Stored data entries

┄┄┄┄┄┄┄┄┄┄

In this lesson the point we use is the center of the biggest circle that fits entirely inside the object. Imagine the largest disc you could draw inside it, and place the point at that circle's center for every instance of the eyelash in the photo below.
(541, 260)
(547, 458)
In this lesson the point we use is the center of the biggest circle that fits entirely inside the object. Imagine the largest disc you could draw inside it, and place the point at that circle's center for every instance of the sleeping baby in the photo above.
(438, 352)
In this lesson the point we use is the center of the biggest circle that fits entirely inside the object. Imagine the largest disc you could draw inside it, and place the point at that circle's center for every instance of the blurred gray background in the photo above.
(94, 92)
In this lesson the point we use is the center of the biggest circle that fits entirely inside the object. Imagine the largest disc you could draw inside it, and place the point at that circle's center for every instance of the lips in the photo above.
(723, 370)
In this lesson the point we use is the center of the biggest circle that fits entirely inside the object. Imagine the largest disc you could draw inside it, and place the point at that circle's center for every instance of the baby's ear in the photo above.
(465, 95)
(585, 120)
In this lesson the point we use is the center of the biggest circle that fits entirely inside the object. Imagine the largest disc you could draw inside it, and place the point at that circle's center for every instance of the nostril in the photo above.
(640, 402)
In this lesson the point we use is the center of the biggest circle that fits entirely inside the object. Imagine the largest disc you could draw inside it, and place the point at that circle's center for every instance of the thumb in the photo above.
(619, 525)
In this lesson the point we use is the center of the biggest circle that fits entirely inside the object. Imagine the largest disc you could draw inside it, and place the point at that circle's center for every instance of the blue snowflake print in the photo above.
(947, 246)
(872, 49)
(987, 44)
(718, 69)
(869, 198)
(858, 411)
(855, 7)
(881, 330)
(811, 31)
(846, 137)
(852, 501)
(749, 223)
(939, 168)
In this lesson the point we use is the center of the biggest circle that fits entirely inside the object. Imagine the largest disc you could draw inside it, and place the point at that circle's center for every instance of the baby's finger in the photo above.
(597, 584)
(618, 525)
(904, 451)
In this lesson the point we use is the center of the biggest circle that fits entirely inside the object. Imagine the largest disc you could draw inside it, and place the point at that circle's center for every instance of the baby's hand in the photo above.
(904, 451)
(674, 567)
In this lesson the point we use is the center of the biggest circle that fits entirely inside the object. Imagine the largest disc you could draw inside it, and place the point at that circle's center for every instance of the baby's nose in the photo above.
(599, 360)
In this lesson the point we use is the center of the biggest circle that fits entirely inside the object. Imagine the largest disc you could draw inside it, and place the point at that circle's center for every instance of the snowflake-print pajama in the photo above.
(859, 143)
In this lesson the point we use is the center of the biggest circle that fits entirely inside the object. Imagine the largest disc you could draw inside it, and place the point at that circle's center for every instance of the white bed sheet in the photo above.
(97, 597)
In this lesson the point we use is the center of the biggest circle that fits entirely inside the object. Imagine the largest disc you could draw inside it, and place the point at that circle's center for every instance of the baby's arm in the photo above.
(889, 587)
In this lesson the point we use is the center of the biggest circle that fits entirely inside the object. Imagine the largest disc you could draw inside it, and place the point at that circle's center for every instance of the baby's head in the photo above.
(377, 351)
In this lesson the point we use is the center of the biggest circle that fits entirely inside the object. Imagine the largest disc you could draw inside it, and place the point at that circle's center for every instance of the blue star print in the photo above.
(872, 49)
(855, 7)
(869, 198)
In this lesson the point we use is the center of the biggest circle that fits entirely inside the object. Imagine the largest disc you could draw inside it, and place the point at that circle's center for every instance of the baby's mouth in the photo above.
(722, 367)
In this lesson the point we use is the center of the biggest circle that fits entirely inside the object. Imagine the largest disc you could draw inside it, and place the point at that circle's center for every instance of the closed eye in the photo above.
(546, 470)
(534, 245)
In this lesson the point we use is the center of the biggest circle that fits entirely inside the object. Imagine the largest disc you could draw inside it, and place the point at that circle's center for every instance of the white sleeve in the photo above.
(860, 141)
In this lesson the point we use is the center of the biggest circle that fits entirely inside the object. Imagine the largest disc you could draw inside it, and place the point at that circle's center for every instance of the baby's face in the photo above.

┄┄┄┄┄┄┄┄┄┄

▶ _What the exercise asks_
Copy every record verbatim.

▶ _Solution to the problem_
In this lesson the point we use is the center of the biggest circle that fits entirely inside the object. Imagine the largest disc you could draw inside it, and place the point at that circle's center for every instance of the eyelash in the photo below.
(541, 260)
(547, 458)
In this lesson the point we use is the center of the biggest circle that fits entirely inside the object. Imagine the largest disc you could draw inside it, and place the point at that circle's center for every instance of the sleeping baby in the photo above.
(438, 352)
In this lesson the point we use is the center of the biggest circle that fits entirely inside the object. Imagine the largest disc you could draw inside it, and place the point at that circle's center for every instance of the blurred gray background in the photo above.
(94, 92)
In this lesson the point we use is the center of the biggest circle that fits entirely inside the object. Imagine the largest disc you could draw inside it, and place the point at that circle's center for every instance of the lips in the photo above.
(723, 370)
In this lesson the point we use is the center of the biggest circle that fits entirely inside the object. Imagine the largest disc you could draw inside it, and place the point at that circle's center for every instance of the baby's ear in the photo above.
(465, 95)
(585, 120)
In this lesson the point we use is the center of the biggest circle that fits entirely inside the object. Imagine the largest disc you could draw inside it, and place the point at that circle's center for every instance of the nostril in the photo above.
(640, 402)
In this lesson the point we use is the center of the biggest circle that fits entirely inside the object. Imagine the largest disc you could draw inside it, and place the point at that circle's center for every instance of the thumb in the photo above.
(619, 525)
In this lesson the point we use is the center of the biggest circle that fits entirely inside the object. Imagine the largest disc you could draw inside it, and place the point at that circle's center for every instance of the blue snowflake print in the photo above.
(947, 246)
(872, 49)
(987, 44)
(718, 69)
(869, 198)
(858, 411)
(855, 7)
(881, 330)
(811, 31)
(846, 137)
(852, 501)
(749, 223)
(939, 168)
In this lesson the point we use is the center of the biggest circle that fits entirely inside the object. Imagine the largest disc you could draw inside it, and place the point at that circle's center for every instance of the baby's finger in the photo above.
(597, 584)
(618, 525)
(904, 451)
In this lesson the point we use is the center of the biggest circle that fits entirely inside the object. Imagine the largest disc you could draw inside it, and place the point at that circle's center for every instance of the baby's hand in the photo above.
(904, 451)
(674, 567)
In this lesson the point we use is the center of the biggest circle that fits entirely inside the object. Imagine the largest disc you could draw inside it, and place the point at that circle's center for every instance of the baby's nose in the photo above.
(599, 360)
In this lesson the point we use is the center of the biggest circle that fits entirely inside the object. Imagine the largest disc you could draw inside it, and place the point at that circle's center for every instance of the snowflake-print pajama in the photo above.
(859, 143)
In this lesson the point we use is the center of the biggest circle that fits entirely inside the object. Imagine the largest disc you could draw inside it, and place the point at that circle's center for every instance of the white bed sheet in the photo above.
(97, 597)
In this lesson the point we use is the center of the biggest circle that fits entirely inside the object. Imagine the largest disc you could draw inside it, and place the point at that circle's center for every instance of the baby's arm in the photo above.
(889, 587)
In this lesson the point we use is the center of the biggest circle that fits entirely inside the object. Imagine the largest disc you could draw inside it, and place the point at that circle's center for every instance of the baby's head in the photo above.
(377, 351)
In this lesson the point we use is the center of the biggest circle that fits entirely inside the object. Imagine the largest disc you could draw inside it, and place the point at that circle's center for every instance of the blue star print in the photo above.
(872, 49)
(855, 7)
(869, 198)
In this lesson the point we use is the center of the biggest circle that fits entirely inside the object. Imagine the largest disc you could draw inside it, and place the point at that circle's center for every instance of the baby's mouth in the photo above.
(722, 367)
In this lesson the point we use is the center of the biggest circle that fits entirely inside the object. Imagine the largest disc you could draw inside it, and place the point at that circle's center for every instance of the closed eye in the photo above.
(546, 470)
(534, 245)
In this lesson the point we use is the center of the biggest circle that fits entirely inside the object. Imagine the largest disc you could draw inside it, and place the point at that circle's center for every instance of the white sleeve in the photo above.
(860, 141)
In this lesson the point we use is the center of the biggest circle that fits entirely inside the object. Imagine the largest disc you could draw inside it, and place the point at that circle's center for every instance of the baby's face in the photo above.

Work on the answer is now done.